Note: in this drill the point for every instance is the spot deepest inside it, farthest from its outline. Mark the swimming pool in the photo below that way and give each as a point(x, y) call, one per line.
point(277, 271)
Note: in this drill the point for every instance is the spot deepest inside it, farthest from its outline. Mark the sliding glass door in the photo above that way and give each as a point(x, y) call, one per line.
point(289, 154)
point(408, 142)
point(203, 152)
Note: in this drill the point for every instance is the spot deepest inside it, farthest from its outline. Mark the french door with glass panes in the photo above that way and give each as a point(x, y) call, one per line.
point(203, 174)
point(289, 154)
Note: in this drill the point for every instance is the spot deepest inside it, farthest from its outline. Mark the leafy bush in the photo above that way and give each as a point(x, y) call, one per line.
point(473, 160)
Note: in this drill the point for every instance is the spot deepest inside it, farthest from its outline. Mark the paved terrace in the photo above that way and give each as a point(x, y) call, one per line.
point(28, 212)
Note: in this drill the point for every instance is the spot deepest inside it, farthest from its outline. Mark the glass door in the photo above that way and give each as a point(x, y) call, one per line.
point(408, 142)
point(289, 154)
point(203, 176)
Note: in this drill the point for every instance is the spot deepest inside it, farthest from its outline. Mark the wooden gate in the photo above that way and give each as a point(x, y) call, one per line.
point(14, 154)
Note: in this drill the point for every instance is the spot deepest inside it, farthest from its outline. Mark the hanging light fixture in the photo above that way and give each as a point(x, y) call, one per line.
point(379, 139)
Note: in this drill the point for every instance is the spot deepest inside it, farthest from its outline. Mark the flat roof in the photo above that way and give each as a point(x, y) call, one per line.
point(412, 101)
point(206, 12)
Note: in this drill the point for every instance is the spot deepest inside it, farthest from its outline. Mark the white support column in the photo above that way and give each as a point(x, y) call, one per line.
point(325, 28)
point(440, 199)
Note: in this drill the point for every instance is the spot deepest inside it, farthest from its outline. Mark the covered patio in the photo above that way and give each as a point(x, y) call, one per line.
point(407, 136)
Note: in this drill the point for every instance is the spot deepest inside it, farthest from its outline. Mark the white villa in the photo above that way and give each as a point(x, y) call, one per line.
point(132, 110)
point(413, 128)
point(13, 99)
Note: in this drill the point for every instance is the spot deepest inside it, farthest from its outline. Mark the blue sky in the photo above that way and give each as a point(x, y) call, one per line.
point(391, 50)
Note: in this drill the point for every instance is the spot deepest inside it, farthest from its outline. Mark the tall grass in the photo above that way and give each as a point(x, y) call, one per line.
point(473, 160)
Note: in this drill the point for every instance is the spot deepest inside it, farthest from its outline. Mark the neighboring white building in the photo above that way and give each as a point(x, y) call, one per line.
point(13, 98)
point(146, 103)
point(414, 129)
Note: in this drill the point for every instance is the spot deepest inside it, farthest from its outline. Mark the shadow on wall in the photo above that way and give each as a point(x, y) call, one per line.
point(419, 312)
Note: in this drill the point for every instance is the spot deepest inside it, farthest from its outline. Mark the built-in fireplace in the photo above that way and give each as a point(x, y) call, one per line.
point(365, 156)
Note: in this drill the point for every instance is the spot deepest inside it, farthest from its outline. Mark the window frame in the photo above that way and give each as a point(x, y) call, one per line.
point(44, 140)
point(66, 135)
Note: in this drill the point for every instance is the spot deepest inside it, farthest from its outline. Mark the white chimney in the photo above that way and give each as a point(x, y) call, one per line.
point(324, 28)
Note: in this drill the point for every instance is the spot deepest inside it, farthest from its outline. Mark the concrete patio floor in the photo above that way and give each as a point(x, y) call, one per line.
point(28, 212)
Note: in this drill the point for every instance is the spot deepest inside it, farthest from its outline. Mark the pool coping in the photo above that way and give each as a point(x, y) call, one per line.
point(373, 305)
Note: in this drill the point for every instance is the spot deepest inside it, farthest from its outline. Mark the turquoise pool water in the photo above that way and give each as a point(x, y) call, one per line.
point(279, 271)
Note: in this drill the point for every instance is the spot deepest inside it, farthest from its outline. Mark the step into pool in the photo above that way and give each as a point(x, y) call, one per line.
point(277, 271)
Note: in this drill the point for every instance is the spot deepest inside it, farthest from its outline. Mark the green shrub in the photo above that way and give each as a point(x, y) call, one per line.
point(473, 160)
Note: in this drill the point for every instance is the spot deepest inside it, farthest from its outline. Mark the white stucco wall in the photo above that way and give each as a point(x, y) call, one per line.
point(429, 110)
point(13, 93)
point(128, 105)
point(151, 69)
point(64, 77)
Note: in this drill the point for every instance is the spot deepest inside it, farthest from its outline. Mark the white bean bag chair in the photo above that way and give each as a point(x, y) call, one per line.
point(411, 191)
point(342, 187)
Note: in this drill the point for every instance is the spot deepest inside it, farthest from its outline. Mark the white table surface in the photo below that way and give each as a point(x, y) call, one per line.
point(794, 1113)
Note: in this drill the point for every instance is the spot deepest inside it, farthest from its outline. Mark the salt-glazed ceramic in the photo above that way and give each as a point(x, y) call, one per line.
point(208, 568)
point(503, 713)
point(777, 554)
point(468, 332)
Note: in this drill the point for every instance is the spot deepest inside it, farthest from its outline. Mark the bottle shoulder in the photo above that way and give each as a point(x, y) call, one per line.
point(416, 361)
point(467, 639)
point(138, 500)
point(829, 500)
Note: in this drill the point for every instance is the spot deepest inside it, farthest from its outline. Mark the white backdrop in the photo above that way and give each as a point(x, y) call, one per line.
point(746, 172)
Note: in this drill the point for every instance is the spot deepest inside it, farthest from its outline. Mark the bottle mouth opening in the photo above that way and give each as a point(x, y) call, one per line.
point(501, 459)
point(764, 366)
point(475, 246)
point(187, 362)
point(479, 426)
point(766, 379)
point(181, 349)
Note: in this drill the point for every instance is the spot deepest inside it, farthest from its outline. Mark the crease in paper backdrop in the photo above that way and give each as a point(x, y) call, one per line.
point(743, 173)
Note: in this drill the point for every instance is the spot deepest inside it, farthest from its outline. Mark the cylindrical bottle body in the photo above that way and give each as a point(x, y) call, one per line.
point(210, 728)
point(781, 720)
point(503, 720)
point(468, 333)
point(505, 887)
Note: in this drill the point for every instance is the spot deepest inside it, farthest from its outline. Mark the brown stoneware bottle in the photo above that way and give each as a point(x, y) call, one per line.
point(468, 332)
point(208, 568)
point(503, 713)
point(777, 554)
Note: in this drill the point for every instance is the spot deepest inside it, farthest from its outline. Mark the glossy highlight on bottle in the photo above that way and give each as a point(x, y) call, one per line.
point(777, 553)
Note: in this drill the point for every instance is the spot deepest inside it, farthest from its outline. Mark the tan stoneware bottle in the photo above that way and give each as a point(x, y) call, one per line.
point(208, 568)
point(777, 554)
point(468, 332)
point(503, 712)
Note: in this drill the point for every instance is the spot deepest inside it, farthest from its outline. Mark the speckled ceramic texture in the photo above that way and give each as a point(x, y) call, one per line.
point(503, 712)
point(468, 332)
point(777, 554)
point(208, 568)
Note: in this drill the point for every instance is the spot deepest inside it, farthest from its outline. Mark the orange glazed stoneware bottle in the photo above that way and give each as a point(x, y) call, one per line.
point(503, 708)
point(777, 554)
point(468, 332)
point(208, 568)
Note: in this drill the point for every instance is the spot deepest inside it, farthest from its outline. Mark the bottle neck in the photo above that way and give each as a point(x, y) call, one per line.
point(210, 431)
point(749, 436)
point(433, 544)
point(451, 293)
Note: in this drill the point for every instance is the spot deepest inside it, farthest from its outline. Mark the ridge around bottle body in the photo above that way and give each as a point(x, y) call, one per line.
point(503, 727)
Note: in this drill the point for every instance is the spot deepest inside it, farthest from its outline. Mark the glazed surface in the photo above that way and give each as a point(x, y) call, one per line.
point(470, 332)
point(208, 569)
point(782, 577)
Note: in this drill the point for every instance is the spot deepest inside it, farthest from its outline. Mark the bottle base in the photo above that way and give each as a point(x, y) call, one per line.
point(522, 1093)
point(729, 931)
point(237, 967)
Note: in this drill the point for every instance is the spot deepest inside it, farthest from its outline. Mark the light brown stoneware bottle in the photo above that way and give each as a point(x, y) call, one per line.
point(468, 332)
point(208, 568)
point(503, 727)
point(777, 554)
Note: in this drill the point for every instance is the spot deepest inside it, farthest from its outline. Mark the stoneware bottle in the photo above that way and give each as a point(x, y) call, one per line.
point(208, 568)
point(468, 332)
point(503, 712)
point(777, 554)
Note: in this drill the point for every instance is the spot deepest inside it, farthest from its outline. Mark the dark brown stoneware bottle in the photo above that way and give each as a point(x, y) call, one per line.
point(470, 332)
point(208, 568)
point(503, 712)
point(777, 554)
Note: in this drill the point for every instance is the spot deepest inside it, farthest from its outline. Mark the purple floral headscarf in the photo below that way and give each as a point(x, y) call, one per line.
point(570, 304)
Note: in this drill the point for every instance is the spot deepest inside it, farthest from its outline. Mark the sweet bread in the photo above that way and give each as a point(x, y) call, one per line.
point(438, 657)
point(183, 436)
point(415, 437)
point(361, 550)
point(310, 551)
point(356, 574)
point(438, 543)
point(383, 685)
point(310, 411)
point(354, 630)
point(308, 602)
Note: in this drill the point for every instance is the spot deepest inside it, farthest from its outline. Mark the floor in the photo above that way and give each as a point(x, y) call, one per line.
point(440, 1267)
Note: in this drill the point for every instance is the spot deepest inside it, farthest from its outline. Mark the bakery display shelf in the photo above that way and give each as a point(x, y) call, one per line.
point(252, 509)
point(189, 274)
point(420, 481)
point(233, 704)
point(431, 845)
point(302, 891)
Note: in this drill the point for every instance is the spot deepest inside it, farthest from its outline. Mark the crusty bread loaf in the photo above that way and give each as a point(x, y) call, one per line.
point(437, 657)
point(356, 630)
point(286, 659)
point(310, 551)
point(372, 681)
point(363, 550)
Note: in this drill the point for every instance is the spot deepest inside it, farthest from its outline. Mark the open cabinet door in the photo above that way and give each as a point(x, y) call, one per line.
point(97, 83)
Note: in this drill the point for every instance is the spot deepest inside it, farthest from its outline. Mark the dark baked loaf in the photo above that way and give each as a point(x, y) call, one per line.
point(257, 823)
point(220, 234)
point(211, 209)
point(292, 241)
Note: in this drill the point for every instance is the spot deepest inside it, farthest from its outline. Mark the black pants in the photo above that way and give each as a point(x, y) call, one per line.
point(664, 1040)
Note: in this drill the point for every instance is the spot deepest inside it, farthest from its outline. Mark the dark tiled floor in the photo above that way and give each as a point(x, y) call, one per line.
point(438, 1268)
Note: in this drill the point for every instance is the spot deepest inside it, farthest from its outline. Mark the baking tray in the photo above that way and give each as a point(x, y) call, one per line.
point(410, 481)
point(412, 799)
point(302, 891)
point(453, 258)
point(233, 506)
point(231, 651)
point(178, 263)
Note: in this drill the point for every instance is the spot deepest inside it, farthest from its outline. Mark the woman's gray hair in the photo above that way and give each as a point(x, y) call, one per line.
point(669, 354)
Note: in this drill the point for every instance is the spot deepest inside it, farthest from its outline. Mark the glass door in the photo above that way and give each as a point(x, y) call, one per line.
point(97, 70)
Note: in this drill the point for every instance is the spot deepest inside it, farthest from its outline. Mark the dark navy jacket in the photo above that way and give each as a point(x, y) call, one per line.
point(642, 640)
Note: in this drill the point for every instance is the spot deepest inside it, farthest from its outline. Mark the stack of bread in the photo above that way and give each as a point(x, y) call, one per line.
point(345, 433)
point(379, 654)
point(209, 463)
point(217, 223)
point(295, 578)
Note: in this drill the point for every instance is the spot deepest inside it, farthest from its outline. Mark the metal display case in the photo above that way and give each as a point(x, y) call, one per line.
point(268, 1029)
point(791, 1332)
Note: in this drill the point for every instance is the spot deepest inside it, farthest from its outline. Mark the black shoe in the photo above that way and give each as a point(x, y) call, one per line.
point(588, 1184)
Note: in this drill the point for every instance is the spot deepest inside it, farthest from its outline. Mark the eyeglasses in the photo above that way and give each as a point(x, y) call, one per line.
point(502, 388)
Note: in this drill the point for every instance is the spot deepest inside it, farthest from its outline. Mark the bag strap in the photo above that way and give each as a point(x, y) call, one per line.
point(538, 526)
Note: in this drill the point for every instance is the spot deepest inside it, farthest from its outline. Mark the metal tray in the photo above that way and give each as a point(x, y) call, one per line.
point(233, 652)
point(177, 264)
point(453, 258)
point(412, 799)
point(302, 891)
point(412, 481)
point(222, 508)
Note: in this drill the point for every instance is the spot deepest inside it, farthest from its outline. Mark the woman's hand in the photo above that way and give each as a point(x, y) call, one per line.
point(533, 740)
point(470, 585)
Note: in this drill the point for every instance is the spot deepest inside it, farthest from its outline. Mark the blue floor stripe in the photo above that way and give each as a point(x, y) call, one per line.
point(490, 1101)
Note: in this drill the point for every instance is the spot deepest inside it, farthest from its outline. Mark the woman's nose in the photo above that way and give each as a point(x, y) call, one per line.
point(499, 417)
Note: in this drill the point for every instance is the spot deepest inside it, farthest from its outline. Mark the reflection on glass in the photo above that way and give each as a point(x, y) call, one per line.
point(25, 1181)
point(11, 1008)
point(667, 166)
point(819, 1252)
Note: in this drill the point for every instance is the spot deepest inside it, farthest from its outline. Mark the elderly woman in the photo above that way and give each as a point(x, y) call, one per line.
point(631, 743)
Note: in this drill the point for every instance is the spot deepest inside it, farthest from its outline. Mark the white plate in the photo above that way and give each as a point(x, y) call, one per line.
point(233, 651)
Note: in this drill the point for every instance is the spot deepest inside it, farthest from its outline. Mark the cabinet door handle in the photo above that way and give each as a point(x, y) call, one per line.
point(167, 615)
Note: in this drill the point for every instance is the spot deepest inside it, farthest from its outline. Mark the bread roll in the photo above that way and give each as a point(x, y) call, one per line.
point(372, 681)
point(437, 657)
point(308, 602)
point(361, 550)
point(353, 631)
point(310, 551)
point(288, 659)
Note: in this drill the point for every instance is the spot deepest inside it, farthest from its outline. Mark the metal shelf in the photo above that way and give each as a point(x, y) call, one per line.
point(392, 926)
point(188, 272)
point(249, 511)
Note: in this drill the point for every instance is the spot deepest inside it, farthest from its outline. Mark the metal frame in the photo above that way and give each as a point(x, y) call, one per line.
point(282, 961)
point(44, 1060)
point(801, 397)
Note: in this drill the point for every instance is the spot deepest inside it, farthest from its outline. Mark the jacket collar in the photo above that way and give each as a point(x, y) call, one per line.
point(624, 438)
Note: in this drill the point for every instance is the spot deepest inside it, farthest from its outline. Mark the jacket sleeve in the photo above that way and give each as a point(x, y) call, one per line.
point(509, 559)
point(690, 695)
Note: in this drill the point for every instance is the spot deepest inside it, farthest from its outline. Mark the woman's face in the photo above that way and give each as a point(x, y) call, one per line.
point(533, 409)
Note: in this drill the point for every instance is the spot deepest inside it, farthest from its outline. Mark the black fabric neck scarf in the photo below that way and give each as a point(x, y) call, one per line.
***
Task objective :: Copy out, word for word, the stretch of the data above from the line containing "the metal frame" through the line containing "point(801, 397)".

Complete output ::
Note: in this drill the point for every instance is the spot deepest inside it, farthest from its outline. Mark the metal frame in the photo above that way and give each as a point(x, y) call, one per line.
point(282, 961)
point(44, 1060)
point(801, 397)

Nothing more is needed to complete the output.